**Text**:
+ + + + +

Antigone: Requiem per Patriarchus

Do you know what a gnu looks like? It’s one of several animals described as “looking like it was made by a committee”. SATE/ERA’s Antigone: Requiem per Patriarchus escapes that…

Do you know what a gnu looks like? It’s one of several animals described as “looking like it was made by a committee”.

SATE/ERA’s Antigone: Requiem per Patriarchus escapes that problem, despite being a production of the classic that’s gone through several layers of the creation process. It began as a playwriting project at the Women’s Eastern Reception, Diagnostic and Correctional Center in Vandalia, MO, under the auspies of Lucy Cashion and Rachel Tibbetts working for PPA, Prison Performing Arts. Those results were then taken to a St. Louis University Theatre creative team, where Cashion is an assistant professor, and more work was done. The play was staged there, and then taken back to WERDCC to be performed at that facility by the SLU group. A few months later the Vandalia Women’s Theatre did its own production. And now, more than a year after that, we have the results of that script re-structured by the SATE and ERA groups, including the original script, plus adaptations of the original text by, among others, Bertold Brecht and Anne Carson and for a soupcon of irony, poetry by Dorothy Parker and some transcripted dialogue from the Brett Cavanaugh hearing. It does not resemble a gnu.

+ + + + +

**Raw data**:

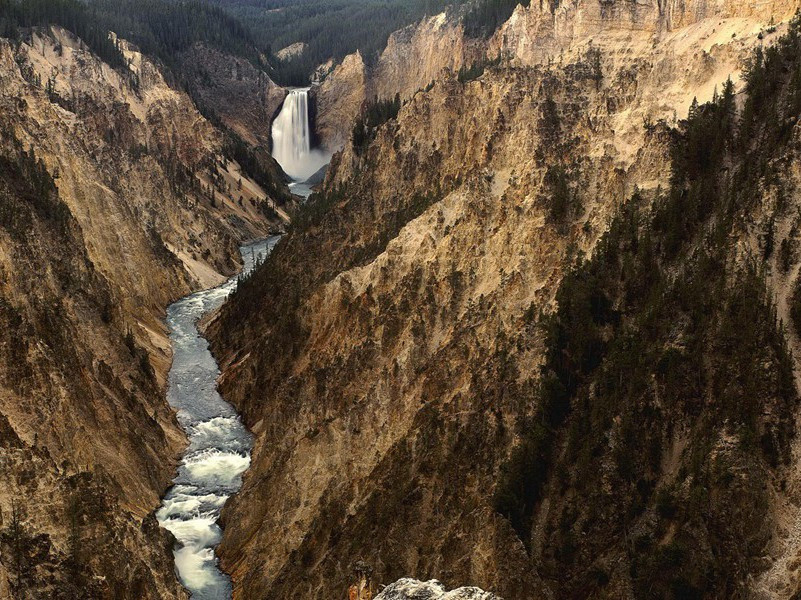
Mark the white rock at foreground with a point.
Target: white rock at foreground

+ + + + +

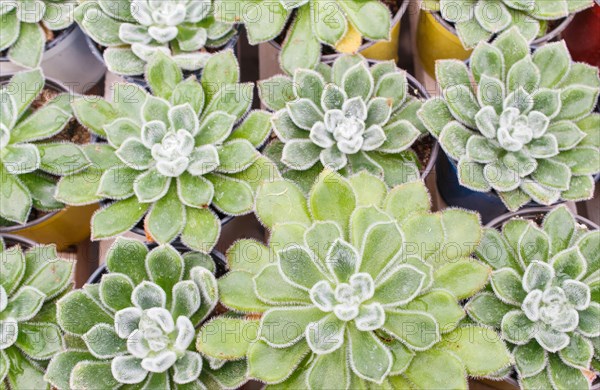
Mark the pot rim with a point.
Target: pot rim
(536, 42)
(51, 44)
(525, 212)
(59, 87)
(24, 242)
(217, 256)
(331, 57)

+ + + + +

Continue the review of SATE/ERA's Antigone: Requiem per Patriarchus from the point where it stops.

**Exercise answer**:
Antigone

Yes, it is something of a mish-mosh. But it works. It’s not a tidy, traditional show – there’s some choreography, a little music, some stand-up comedy and a fair amount of what would be over-the-top acting were it not for the fact that this is a classic Greek tragedy, and if that’s not dramatic, then what on earth would be? Yes, indeed, it works.

It’s an all-female cast, with, as far as I could figure out, all of them playing Antigone at one point or another. The play opens casually, with the cast chatting with audience members. We find they’re inmates discussing how prison is like Hades. From there, things really take off. The pace is often rapid, but at other times, there’s literally (deliberate) slow motion. The ensemble is Taleesha Caturah, Laura Hulsey, Miranda Jagels-Felix, Natasha Toro, Ellie Schwetye and Victoria Thomas. A particular tip of the hat to Schwetye, who has perfected the elbow-angled attitude-filled holding of a cigarette, something she’s used to great effect in other work as well. Marcy Wiegert is our drummer, providing emphasis and background music.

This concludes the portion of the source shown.